Selected passage:

### Data cleaning and preprocessing 

In [69]:
# load data
import pandas as pd
from sklearn.utils import shuffle
df = pd.read_table('coursework2_train.tsv')
df = shuffle(df) # randomly shuffle data entries 
df

Unnamed: 0,article_id,article_title,label,sentence_text
4634,730559808,Austrian bishop forcefully rejects German Bish...,non-propaganda,But parents can bless their children.
6749,789615291,Stop Appeasing the Democrats,non-propaganda,She told no one about the assault until 30 yea...
4998,728972961,FOR THE FIRST TIME ONLINE: Archbishop Lefebvre...,non-propaganda,I do not destroy the Church.
10562,758386255,Pope Francis vs Contemplative Orders,non-propaganda,"Unfortunately, it was about a subject that the..."
11246,780414700,Bishop Morlino Targets ‘Homosexual Subculture’...,non-propaganda,To our seminarians: If you are unchastely prop...
7974,698018235,Dan Fishback: It's Okay to Boycott Israeli Pla...,propaganda,Now he's whining that boycotting his play is a...
11343,777488669,"The Death Penalty, Instituted by God Himself (...",non-propaganda,If it is ever necessary to hold back the revol...
3203,782149225,"Muslim Leader Calls for Conquest of “America, ...",non-propaganda,Will Brett Kavanaugh be confirmed to the Supre...
2621,111111132,A popular public school Bible class in West Vi...,propaganda,"According to Elliott, the Mercer program is “e..."
7977,698018235,Dan Fishback: It's Okay to Boycott Israeli Pla...,non-propaganda,"""it’s not that BDS is “censoring” work — it’s ..."

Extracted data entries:
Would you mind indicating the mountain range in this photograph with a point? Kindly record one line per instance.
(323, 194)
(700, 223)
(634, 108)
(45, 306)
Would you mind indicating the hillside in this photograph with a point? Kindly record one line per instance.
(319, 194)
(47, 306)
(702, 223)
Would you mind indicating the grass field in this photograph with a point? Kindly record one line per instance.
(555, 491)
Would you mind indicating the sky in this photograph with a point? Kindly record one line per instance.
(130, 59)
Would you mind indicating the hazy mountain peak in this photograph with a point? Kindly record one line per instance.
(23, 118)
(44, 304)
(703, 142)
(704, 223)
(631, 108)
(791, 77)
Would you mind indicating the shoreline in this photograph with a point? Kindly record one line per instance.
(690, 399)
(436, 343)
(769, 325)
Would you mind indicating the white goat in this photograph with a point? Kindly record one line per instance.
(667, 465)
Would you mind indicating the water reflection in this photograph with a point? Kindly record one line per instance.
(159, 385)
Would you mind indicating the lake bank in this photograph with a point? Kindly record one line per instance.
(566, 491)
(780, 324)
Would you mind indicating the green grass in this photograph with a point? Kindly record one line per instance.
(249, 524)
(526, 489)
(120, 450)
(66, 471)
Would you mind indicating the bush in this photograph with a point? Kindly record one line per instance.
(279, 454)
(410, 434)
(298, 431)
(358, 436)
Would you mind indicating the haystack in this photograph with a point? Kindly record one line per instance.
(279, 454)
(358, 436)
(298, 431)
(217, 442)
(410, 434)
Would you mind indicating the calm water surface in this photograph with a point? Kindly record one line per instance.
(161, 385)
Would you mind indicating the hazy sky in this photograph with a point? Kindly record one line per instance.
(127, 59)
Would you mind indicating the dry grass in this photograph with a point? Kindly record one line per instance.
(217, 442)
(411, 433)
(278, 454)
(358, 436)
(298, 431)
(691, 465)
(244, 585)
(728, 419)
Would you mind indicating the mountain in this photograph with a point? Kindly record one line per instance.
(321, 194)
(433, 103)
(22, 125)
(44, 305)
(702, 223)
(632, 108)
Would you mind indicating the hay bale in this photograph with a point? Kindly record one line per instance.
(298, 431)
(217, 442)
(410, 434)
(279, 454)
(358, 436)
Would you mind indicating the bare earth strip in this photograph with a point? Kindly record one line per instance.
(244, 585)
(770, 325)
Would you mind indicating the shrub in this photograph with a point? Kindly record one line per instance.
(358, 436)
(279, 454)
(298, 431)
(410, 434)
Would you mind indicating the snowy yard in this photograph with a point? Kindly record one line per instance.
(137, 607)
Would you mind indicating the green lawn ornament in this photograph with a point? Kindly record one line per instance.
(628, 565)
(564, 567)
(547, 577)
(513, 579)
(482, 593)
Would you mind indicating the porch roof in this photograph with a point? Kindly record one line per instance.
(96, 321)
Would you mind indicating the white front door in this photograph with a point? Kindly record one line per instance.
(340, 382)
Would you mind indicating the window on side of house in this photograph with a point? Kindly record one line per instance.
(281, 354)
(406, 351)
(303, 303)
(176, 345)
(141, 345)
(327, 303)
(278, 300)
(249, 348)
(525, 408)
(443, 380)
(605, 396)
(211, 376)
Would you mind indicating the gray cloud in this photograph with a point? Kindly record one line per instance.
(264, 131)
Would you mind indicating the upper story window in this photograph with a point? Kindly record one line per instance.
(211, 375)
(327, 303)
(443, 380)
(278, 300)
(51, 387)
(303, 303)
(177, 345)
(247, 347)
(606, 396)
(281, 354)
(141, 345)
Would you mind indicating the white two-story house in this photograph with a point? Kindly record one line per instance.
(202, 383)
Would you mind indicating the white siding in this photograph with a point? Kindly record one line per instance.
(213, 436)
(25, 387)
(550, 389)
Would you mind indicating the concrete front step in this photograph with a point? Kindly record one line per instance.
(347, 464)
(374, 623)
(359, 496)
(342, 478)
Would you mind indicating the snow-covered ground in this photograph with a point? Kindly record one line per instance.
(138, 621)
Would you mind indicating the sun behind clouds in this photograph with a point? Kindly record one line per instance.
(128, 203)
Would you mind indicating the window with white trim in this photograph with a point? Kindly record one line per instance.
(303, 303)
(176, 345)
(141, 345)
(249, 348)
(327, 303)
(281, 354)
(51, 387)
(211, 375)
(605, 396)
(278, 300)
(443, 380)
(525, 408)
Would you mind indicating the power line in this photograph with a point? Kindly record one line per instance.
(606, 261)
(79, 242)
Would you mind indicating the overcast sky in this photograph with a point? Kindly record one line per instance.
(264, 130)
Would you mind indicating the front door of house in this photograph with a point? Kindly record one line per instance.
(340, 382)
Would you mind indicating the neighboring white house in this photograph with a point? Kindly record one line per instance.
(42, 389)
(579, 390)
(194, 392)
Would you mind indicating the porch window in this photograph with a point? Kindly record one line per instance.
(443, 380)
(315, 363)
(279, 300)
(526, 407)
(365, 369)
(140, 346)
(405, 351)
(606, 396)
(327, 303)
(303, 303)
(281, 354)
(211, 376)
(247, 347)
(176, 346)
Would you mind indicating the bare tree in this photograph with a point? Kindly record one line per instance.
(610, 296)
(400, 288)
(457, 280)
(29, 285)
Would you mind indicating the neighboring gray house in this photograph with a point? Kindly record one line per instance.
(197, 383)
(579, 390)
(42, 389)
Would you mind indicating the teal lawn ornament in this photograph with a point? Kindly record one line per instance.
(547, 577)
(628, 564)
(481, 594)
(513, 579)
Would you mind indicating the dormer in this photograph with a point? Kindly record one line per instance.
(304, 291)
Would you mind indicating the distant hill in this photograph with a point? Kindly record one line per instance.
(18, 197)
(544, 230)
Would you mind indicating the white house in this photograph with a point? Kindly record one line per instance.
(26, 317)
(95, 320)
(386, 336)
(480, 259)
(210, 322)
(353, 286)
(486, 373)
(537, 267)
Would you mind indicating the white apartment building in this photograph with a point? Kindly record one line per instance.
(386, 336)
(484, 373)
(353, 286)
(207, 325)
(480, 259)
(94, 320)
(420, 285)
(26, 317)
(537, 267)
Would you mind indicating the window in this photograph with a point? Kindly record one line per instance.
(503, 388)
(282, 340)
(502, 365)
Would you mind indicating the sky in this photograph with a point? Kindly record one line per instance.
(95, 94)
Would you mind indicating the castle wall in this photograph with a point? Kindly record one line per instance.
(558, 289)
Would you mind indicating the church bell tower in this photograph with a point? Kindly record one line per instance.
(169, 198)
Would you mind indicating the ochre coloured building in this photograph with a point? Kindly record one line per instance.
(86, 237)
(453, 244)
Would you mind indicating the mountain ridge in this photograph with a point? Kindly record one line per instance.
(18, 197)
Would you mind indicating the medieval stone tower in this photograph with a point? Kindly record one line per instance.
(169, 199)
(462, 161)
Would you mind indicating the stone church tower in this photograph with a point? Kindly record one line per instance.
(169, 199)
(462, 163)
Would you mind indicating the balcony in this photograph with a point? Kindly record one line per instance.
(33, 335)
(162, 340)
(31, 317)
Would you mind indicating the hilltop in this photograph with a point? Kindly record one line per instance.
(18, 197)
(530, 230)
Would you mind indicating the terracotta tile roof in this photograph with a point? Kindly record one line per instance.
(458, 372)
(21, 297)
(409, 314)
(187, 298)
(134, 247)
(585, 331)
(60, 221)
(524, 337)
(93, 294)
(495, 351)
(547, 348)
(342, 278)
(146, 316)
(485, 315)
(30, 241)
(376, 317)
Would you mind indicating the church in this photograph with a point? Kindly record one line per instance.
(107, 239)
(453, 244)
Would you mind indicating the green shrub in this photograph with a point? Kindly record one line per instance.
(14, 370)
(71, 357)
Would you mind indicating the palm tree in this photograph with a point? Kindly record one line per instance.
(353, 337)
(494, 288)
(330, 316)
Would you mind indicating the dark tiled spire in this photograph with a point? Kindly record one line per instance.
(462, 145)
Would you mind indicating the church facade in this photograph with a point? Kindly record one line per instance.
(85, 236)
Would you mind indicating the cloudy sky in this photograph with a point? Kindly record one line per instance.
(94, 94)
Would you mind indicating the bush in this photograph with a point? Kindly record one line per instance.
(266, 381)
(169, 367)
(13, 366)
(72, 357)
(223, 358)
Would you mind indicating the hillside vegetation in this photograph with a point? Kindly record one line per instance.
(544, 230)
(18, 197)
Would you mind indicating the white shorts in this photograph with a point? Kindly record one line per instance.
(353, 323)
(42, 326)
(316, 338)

Brief 1: List each line of the records that contains the word "mountain".
Brief 2: Continue the data cleaning notebook from the point where it stops.

Expected output 1:
Would you mind indicating the mountain range in this photograph with a point? Kindly record one line per instance.
Would you mind indicating the hazy mountain peak in this photograph with a point? Kindly record one line per instance.
Would you mind indicating the mountain in this photograph with a point? Kindly record one line per instance.
Would you mind indicating the mountain ridge in this photograph with a point? Kindly record one line per instance.

Expected output 2:
In [70]:
# take a look at data size
raw_labels = df.label.values.tolist()
docs = df.sentence_text.tolist()
titles = df.article_title.values.tolist()

label_dic = {'non-propaganda':0, 'propaganda':1}

assert len(docs) == len(raw_labels) == len(titles)
labels = [label_dic[rl] for rl in raw_labels] # transfer raw labels (strings) to integer numbers
print('total data size: {}, label type num: {}'.format(len(docs), len(label_dic)))

total data size: 11464, label type num: 2


In [71]:
# take a look at some sentences in the dataset
print(docs[25])
print(titles[25])
print(labels[25])

Right around 3.79 billion miles.
NASA releases images captured at a record-breaking 3.79 billion miles from Earth
0


I chose to use both titles and sentences to train my model, as both together would provide more information to detect whether the post is propaganda or not.

The first piece of preprocessing I performed is converting the text to lowercase, in order to remove stopwords later (nltk's stopwords are all in lowercase).

In [72]:
# convert text to lowercase
df['article_title'] = df['article_title'].apply(lambda x: " ".join(x.lower() for x in x.split()))
df['sentence_text'] = df['sentence_text'].apply(lambda x: " ".join(x.lower() for x in x.split()))

Following this, I lemmatized the text so word importances can be correctly identified.

In [73]:
# lemmatize text
import nltk
from nltk.stem import WordNetLemmatizer
wordnet_lemmatizer = WordNetLemmatizer()
df['article_title'] = df['article_title'].apply(lambda x: " ".join([wordnet_lemmatizer.lemmatize(y) for y in x.split()]))
df['sentence_text'] = df['sentence_text'].apply(lambda x: " ".join([wordnet_lemmatizer.lemmatize(y) for y in x.split()]))

I then removed all punctuation, in order to make clean and word-only tokens.

In [74]:
# remove punctuation
import re
df['article_title'] = df['article_title'].apply(lambda x: re.sub('[^\w\s]', '', x))
df['sentence_text'] = df['sentence_text'].apply(lambda x: re.sub('[^\w\s]', '', x))

Next, I tokenized the text to perform analysis.

In [75]:
# tokenize text
from nltk import word_tokenize
df['tokens_title'] = df['article_title'].apply(lambda x: nltk.word_tokenize(x))
df['tokens_sentence'] = df['sentence_text'].apply(lambda x: nltk.word_tokenize(x))

In [76]:
# take another quick look at the data to make sure preprocessing is working
df.head()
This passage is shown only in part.